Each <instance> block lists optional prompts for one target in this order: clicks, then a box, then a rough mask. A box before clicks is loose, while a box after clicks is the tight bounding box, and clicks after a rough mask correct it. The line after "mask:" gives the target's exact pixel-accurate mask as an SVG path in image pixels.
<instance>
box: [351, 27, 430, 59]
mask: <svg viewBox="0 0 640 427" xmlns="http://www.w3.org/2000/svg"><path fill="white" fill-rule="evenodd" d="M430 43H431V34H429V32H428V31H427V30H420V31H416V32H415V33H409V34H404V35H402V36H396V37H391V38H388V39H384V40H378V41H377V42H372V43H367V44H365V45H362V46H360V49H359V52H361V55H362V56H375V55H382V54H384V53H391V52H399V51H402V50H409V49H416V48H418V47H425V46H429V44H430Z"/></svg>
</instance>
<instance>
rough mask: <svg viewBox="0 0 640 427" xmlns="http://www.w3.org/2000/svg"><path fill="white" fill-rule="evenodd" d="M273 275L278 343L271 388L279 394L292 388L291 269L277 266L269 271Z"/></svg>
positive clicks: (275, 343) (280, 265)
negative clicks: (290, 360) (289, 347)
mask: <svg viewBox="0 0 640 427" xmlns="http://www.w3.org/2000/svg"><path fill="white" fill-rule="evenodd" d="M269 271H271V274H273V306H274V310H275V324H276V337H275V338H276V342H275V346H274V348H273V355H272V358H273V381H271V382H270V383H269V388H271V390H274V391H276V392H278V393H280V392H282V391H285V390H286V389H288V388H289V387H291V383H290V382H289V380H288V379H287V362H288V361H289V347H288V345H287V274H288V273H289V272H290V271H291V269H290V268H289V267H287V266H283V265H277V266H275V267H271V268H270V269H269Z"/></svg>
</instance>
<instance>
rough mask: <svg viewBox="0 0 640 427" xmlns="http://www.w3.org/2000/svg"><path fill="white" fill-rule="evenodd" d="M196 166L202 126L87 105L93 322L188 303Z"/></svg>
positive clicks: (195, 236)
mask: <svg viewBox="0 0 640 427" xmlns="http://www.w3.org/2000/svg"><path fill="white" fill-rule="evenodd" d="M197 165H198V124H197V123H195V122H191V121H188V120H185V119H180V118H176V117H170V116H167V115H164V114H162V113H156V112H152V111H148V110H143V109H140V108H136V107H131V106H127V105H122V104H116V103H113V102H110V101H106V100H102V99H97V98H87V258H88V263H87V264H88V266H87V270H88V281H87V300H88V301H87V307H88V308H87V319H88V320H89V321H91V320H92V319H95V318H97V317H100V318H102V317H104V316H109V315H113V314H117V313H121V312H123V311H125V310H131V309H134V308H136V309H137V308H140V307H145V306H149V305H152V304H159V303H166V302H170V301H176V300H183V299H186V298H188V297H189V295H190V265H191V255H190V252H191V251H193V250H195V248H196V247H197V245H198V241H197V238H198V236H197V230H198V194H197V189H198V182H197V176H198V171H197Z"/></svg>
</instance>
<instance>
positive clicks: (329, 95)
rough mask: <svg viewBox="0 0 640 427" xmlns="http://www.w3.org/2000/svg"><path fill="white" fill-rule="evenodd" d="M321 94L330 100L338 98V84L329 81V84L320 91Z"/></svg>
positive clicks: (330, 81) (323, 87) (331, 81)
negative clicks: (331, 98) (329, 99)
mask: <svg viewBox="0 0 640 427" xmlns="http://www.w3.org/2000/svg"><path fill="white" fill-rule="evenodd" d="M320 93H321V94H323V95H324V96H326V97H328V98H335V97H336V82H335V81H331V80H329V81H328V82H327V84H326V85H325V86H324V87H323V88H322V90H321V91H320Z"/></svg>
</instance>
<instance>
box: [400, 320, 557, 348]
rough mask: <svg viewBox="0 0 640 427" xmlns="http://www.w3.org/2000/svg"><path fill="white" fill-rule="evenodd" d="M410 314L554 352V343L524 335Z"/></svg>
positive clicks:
·····
Assigned task:
From the very first line of the data through the line with "166L202 126L87 105L93" in it, please reproduce each line exactly and output nothing more.

Answer to this problem:
Each <instance> block lists optional prompts for one target in this order: clicks, then a box, then a rough mask. A box before clicks is loose, while a box after clicks is the tight bounding box, and clicks after a rough mask correct it. The line after "mask:" gives the target's exact pixel-accurate mask as an SVG path in image pixels.
<instance>
box: [351, 27, 430, 59]
mask: <svg viewBox="0 0 640 427" xmlns="http://www.w3.org/2000/svg"><path fill="white" fill-rule="evenodd" d="M430 43H431V34H429V32H428V31H427V30H420V31H416V32H415V33H409V34H404V35H402V36H396V37H391V38H388V39H384V40H378V41H377V42H372V43H367V44H365V45H362V46H360V49H359V52H361V55H362V56H375V55H382V54H384V53H391V52H399V51H402V50H409V49H416V48H418V47H425V46H429V44H430Z"/></svg>
</instance>
<instance>
rough mask: <svg viewBox="0 0 640 427" xmlns="http://www.w3.org/2000/svg"><path fill="white" fill-rule="evenodd" d="M273 275L278 343L271 388L279 394L292 388L291 269L277 266L269 271Z"/></svg>
positive clicks: (275, 343) (280, 265)
negative clicks: (290, 360) (289, 347)
mask: <svg viewBox="0 0 640 427" xmlns="http://www.w3.org/2000/svg"><path fill="white" fill-rule="evenodd" d="M269 271H271V274H273V306H274V310H275V324H276V337H275V338H276V342H275V346H274V348H273V355H272V358H273V381H271V382H270V383H269V388H271V390H274V391H276V392H278V393H280V392H282V391H285V390H286V389H288V388H289V387H291V383H290V382H289V380H288V379H287V362H288V361H289V347H288V345H287V274H288V273H289V272H290V271H291V269H290V268H289V267H287V266H283V265H277V266H275V267H271V268H270V269H269Z"/></svg>
</instance>
<instance>
rough mask: <svg viewBox="0 0 640 427" xmlns="http://www.w3.org/2000/svg"><path fill="white" fill-rule="evenodd" d="M196 166L202 126L87 105L93 322L188 303Z"/></svg>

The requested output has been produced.